### What you will do
From the rows below, gather every line that contains the word "door" and copy each such line in full.

[begin Material to process]

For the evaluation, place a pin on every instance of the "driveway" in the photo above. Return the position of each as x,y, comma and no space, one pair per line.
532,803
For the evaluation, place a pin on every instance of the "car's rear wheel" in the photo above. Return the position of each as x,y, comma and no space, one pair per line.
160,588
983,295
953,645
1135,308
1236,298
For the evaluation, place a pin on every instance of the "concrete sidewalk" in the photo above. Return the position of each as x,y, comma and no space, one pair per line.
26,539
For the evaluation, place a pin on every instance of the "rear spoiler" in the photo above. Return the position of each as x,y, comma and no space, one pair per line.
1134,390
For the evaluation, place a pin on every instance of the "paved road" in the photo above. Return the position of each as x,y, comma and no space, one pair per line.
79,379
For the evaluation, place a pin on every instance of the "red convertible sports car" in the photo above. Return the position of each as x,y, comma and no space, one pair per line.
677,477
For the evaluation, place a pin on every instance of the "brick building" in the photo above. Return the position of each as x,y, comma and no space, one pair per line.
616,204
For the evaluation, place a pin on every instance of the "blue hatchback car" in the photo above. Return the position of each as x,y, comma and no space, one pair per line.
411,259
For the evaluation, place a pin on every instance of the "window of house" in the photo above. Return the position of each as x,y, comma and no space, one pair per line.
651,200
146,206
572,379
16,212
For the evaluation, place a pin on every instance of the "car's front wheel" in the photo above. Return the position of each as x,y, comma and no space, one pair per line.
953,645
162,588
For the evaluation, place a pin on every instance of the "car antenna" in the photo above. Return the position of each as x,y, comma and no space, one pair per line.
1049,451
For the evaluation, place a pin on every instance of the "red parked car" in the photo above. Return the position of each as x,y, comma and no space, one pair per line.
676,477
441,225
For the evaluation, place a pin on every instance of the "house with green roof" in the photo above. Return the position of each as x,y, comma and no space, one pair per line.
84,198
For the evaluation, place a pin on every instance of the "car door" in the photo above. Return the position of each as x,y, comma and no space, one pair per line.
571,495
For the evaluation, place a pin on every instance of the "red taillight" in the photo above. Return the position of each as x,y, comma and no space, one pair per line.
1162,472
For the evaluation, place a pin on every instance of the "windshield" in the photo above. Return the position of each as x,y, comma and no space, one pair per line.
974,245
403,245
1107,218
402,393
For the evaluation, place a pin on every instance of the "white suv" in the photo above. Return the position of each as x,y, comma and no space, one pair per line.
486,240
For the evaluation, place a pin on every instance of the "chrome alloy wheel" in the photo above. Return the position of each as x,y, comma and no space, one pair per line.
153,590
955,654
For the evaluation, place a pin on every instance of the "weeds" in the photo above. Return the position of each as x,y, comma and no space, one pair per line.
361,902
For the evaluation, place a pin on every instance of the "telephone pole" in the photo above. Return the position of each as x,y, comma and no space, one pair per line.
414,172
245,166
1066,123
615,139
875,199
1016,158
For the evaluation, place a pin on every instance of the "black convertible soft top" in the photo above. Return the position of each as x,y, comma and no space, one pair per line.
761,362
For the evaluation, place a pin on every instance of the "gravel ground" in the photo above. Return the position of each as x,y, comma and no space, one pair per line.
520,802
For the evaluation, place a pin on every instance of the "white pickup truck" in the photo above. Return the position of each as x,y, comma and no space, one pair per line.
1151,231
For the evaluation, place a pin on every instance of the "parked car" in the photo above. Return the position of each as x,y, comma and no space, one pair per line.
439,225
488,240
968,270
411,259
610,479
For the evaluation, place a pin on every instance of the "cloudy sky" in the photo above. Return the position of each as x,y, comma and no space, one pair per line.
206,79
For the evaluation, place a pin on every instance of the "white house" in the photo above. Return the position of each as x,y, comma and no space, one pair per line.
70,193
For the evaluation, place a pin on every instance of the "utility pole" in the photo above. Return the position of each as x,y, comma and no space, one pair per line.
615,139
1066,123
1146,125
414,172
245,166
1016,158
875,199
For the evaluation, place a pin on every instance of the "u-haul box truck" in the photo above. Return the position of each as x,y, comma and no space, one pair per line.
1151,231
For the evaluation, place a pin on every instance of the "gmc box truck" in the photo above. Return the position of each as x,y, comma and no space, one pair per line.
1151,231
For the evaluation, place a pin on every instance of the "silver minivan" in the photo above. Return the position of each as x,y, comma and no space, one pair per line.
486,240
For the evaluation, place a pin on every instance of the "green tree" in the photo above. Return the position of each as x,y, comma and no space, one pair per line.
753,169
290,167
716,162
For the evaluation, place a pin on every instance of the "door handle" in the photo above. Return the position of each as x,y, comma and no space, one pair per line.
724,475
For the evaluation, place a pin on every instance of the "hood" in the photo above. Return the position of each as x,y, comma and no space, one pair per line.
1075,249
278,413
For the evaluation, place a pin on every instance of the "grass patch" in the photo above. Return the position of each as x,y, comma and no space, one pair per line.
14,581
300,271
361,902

[end Material to process]

### Expected answer
For the evaluation, place a pin on every instance of the "car door" in the photo above. Return the position of each as x,y, comma and no space, one pair per line.
For the evaluation, place a pin on every instance of the "door handle" in the photo above. Return the position of each as x,y, comma and no space, one pair per line.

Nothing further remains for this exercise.